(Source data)
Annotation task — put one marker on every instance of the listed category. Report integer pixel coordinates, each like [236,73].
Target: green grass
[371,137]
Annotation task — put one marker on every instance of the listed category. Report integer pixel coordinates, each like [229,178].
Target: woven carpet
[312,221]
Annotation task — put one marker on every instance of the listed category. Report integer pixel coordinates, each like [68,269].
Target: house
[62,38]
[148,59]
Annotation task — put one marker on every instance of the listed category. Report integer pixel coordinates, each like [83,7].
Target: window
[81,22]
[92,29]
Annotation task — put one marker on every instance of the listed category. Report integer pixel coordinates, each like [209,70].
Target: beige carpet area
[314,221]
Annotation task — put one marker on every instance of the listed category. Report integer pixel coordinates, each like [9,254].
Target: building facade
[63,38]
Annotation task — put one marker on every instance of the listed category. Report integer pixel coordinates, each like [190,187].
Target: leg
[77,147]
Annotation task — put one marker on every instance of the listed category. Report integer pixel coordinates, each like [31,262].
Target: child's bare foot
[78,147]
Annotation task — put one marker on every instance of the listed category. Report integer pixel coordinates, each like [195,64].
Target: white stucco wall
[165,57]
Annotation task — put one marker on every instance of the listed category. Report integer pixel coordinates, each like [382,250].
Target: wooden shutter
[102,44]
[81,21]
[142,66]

• **PROBLEM**
All of the entries must be quoted exactly; please include each one.

• **COMPLETED EXERCISE**
Annotation task — put one marker on every instance of the listed category. Report integer pixel coordinates, each like [236,73].
Target: green grass
[371,137]
Annotation task — put one marker on every instance of the listed category. Report integer pixel coordinates, each like [229,178].
Target: woven carpet
[312,221]
Annotation task — put one marker on every instance of the listed category. Report integer pixel coordinates, each like [68,269].
Target: house
[62,38]
[148,59]
Annotation task — put one marker on every instance of the listed category. Report integer pixel coordinates, each like [83,7].
Target: window
[81,22]
[92,29]
Annotation task — put one marker on every instance of the listed category. Report integer pixel coordinates, each like [209,70].
Target: beige carpet area
[314,221]
Annotation task — put one marker on every instance of the listed category. Report integer pixel coordinates, each like [9,254].
Target: building facade
[63,38]
Annotation task — put one marker on every instance of the listed category. Report integer pixel coordinates, each like [190,187].
Target: leg
[77,147]
Annotation task — put one marker on every instance of the listed category. Report integer pixel coordinates, each like [31,262].
Target: child's bare foot
[78,147]
Annotation task — put one marker on every instance of the listed category. Report integer pixel coordinates, each like [195,64].
Target: white stucco wall
[165,57]
Annotation task — put one marker on every instance of the listed category. Report integer pixel coordinates, each like [382,250].
Target: wooden shutter
[102,44]
[81,21]
[142,66]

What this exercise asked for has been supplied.